##### EXTRAIT
Publié le 27 Juillet 2009

Harmonic 313 : "When machines exceed human intelligence", l'heure de la Désincarnation.
   J'ai découvert Mark Pritchard grâce aux compilations de la Red Bull Music Academy, cette rencontre internationale de DJs sélectionnés qui se réunit chaque année dans une ville différente, avec conférences, concerts, publications, et bien sûr une radio à la clef (vous la trouverez sur le site). Sur la compilation de cette année-là, j'avais tout de suite repéré "Call to arms", et j'attendais avec impatience la sortie du titre sur un cd. C'est chose faite depuis février de cette année, sur l'excellent label électro Warp. J'ai commandé de suite le disque sur une plate-forme connue, mais pas moyen, j'ai dû annuler, puis commander directement chez Warp, ce fut assez long, d'où mon retard, mais vous êtes indulgents, n'est-ce pas ici un quasi-principe philosophique que de ne pas obéir promptement à toutes les sirènes tyranniques de l'actualité?
##########
> **EXERCICES**
**1.** D'après l'extrait, sur quel label le titre « Call to arms » est-il sorti en CD ?
**2.** Condensez le paragraphe de l'extrait qui débute par « J'ai découvert Mark Pritchard » en conservant ses faits principaux.
**3.** Modifiez le passage de l'extrait qui s'ouvre sur les mots « J'ai découvert Mark » et se termine par « tyranniques de l'actualité? », en y remplaçant « février » par « mars ».
Les enregistrements ci-dessous ne servent pas pour ce travail.
##### ENREGISTREMENTS FOURNIS
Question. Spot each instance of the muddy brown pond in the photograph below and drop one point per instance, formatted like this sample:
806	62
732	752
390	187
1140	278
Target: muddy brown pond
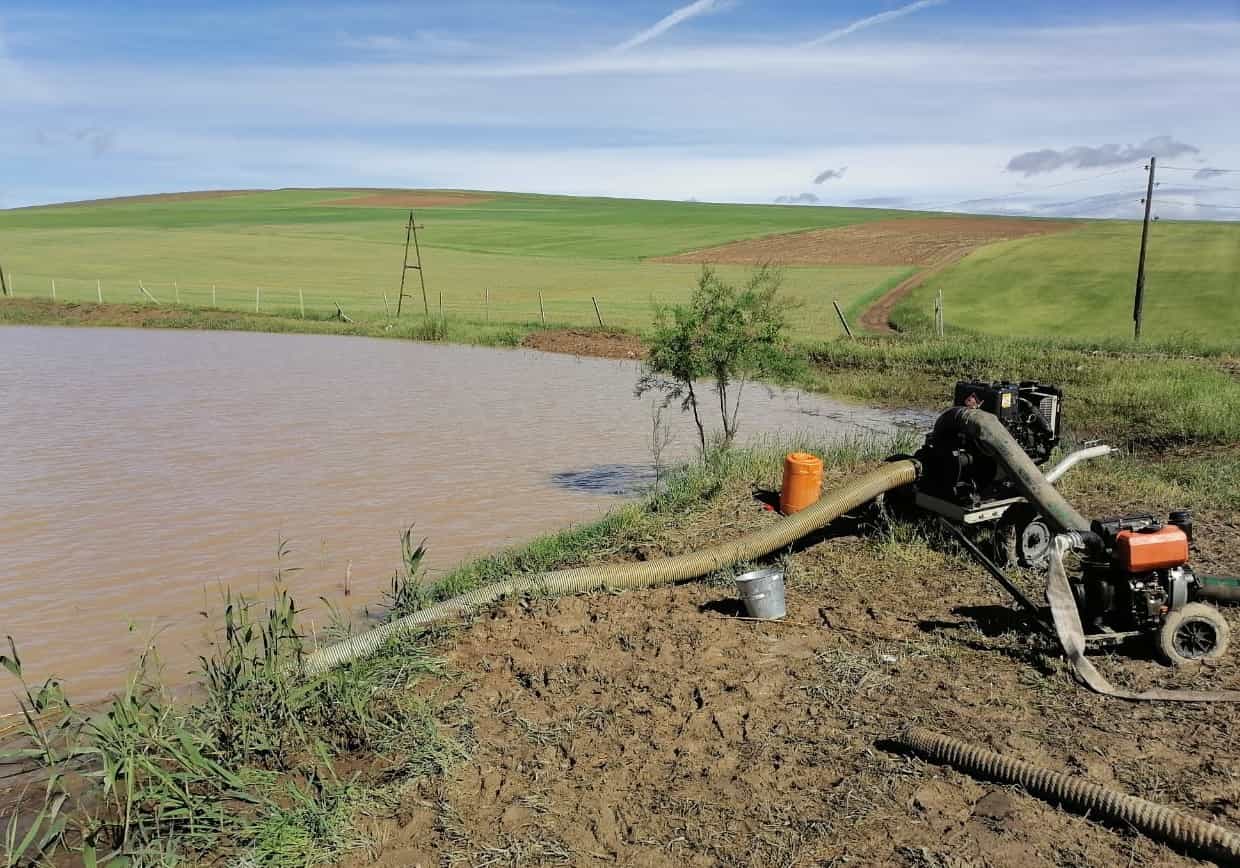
##########
> **CORRIGÉ**
**1.** Sur le label électro Warp.

**2.** J'ai découvert Mark Pritchard grâce aux compilations de la Red Bull Music Academy. Cette rencontre internationale de DJs sélectionnés se tient chaque année dans une ville différente et propose des conférences, des concerts, des publications et une radio. Sur la compilation d'une de ces années, j'avais repéré « Call to arms » et j'en attendais la sortie en CD. Le titre est paru en février de cette année chez Warp. Ma commande sur une plate-forme connue n'a pas abouti et j'ai dû l'annuler. J'ai donc commandé directement chez Warp, ce qui a pris du temps et explique mon retard.

**3.**
J'ai découvert Mark Pritchard grâce aux compilations de la Red Bull Music Academy, cette rencontre internationale de DJs sélectionnés qui se réunit chaque année dans une ville différente, avec conférences, concerts, publications, et bien sûr une radio à la clef (vous la trouverez sur le site). Sur la compilation de cette année-là, j'avais tout de suite repéré "Call to arms", et j'attendais avec impatience la sortie du titre sur un cd. C'est chose faite depuis mars de cette année, sur l'excellent label électro Warp. J'ai commandé de suite le disque sur une plate-forme connue, mais pas moyen, j'ai dû annuler, puis commander directement chez Warp, ce fut assez long, d'où mon retard, mais vous êtes indulgents, n'est-ce pas ici un quasi-principe philosophique que de ne pas obéir promptement à toutes les sirènes tyranniques de l'actualité?